● Directions for this task
From the entries that follow, reproduce exactly and only the lines from the line with "Mark every instance of the metal fence" to the line with "Mark every instance of the goat with", endpoints included.
Start of Block
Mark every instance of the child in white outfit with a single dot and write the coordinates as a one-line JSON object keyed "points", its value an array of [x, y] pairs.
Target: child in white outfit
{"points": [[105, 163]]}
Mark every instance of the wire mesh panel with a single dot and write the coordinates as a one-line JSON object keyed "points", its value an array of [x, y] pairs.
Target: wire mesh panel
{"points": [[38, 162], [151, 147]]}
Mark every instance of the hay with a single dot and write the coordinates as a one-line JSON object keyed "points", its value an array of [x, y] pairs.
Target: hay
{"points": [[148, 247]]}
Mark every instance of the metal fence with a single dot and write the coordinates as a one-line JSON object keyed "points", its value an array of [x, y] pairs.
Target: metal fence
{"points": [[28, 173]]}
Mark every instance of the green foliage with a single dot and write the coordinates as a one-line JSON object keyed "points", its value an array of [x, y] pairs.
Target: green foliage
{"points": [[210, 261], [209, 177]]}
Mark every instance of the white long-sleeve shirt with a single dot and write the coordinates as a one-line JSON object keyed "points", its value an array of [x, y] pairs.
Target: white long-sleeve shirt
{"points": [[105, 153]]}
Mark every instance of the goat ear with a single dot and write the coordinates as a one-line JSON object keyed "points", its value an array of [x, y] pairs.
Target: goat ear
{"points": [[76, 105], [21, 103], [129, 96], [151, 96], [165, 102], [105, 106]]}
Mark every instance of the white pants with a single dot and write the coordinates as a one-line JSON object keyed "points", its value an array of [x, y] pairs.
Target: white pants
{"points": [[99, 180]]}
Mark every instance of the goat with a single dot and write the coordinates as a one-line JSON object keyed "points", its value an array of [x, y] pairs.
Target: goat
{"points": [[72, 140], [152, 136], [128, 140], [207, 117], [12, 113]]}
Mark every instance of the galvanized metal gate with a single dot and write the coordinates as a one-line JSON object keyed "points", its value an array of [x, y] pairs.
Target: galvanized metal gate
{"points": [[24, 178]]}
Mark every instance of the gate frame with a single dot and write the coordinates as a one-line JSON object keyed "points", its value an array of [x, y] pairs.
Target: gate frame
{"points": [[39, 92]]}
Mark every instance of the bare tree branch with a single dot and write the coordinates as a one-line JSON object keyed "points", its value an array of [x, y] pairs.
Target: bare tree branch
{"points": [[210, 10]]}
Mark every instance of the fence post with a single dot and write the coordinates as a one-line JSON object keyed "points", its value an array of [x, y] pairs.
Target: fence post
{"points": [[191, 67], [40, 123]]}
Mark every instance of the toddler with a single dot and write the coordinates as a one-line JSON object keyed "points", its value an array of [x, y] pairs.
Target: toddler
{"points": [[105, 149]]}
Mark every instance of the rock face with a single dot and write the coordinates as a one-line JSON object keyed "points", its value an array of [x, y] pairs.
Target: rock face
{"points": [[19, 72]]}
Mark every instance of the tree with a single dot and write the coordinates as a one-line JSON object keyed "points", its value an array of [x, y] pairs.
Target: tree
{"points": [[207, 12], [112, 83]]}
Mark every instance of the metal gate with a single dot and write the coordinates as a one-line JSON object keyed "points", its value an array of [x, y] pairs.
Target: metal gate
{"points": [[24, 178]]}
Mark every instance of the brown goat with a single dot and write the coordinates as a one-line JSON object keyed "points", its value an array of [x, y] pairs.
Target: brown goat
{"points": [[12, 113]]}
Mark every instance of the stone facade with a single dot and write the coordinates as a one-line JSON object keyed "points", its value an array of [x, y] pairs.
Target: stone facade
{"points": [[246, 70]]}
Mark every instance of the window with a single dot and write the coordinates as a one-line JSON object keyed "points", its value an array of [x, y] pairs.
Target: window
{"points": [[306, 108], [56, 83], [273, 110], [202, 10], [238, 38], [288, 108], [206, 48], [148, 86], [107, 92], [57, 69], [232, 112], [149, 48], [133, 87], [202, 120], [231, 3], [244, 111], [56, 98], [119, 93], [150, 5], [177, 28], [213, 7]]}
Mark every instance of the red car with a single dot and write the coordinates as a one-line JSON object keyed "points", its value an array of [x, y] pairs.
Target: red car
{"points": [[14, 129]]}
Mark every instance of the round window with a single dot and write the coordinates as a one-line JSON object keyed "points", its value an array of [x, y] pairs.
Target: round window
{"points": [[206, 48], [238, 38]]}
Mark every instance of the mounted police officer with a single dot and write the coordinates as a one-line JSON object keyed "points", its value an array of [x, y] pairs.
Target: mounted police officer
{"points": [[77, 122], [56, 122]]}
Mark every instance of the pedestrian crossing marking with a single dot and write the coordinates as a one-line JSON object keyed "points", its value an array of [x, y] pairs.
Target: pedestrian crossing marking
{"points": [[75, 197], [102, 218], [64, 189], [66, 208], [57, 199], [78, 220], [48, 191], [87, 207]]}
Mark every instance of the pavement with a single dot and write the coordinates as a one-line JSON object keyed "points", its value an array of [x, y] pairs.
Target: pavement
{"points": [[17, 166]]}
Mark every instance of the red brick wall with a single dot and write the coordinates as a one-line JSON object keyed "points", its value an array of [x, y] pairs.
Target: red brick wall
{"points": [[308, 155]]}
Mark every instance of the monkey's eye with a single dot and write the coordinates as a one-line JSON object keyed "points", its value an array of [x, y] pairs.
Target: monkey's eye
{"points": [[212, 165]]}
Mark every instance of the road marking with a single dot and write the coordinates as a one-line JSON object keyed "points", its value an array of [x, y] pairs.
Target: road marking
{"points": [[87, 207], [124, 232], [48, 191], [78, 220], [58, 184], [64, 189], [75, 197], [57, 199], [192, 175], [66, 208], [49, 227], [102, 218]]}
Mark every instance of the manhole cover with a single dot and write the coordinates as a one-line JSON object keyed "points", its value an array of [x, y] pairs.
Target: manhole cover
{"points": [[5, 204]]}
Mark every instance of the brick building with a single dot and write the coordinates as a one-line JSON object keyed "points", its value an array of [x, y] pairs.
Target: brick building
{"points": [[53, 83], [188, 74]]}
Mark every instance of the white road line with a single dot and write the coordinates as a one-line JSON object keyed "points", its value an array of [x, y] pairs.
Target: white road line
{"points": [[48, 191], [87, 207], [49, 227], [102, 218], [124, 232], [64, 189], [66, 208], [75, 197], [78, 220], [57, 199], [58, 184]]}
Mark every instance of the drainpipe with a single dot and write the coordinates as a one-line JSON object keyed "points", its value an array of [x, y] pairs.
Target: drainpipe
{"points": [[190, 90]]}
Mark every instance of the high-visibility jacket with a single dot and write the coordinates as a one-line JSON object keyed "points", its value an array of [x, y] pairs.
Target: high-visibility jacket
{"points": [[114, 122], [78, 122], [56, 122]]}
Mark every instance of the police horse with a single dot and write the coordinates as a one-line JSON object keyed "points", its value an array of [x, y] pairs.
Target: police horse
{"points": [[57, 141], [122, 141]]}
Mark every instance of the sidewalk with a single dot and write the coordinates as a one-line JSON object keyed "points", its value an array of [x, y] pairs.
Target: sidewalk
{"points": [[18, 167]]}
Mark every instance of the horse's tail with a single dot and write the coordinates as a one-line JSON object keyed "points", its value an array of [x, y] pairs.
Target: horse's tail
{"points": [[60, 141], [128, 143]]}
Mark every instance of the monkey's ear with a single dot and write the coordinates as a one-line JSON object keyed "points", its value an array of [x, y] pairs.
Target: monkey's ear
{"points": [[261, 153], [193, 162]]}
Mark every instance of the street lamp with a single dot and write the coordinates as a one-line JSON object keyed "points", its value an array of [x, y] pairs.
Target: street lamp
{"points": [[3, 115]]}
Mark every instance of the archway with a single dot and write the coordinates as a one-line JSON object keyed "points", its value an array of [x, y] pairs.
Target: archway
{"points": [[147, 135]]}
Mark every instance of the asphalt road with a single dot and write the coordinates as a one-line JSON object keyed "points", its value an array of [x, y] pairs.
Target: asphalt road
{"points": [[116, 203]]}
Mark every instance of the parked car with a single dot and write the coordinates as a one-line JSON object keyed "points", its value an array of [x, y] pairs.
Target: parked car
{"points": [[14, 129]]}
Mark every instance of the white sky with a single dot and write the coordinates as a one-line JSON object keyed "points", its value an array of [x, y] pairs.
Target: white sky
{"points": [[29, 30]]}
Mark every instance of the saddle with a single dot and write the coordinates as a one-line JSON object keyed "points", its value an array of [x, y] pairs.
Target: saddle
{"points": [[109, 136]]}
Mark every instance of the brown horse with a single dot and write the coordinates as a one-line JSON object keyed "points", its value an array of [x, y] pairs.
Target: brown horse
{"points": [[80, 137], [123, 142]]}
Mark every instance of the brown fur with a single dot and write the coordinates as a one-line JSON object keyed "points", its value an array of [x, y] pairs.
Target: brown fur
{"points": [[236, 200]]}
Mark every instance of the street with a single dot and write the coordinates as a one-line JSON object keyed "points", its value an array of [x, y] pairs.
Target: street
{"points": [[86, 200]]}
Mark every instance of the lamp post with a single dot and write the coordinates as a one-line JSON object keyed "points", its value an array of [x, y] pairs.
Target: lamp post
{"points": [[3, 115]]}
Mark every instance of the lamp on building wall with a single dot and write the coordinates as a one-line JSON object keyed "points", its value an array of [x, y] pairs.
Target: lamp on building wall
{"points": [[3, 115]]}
End of Block
● Written solution
Mark every instance of the metal fence with a single dot and write the coordinates as a one-line JSON object keyed "points", its value an array of [x, y] pairs.
Target: metal fence
{"points": [[28, 173]]}
Mark every instance of the green foliage with a single dot and write the coordinates as a one-line JSON object keyed "points", its value an array of [x, y] pairs.
Target: green foliage
{"points": [[210, 261], [209, 177]]}
Mark every instance of the white long-sleeve shirt with a single dot and write the coordinates as a one-line JSON object keyed "points", its value an array of [x, y] pairs.
Target: white long-sleeve shirt
{"points": [[105, 153]]}
Mark every instance of the goat ear with a single dot and write the coordinates as a one-line JSON object keyed "points", its value an array of [x, y] pairs.
Target: goat ear
{"points": [[76, 105], [21, 103], [129, 96], [151, 96], [165, 102], [105, 106]]}
Mark every instance of the white pants with a single dot and write the coordinates as a one-line JSON object keyed "points", its value an array of [x, y] pairs.
Target: white pants
{"points": [[99, 180]]}
Mark every instance of the goat with a single dot and write the coordinates as a one-line JSON object keyed "points", its value an array of [x, y] pairs.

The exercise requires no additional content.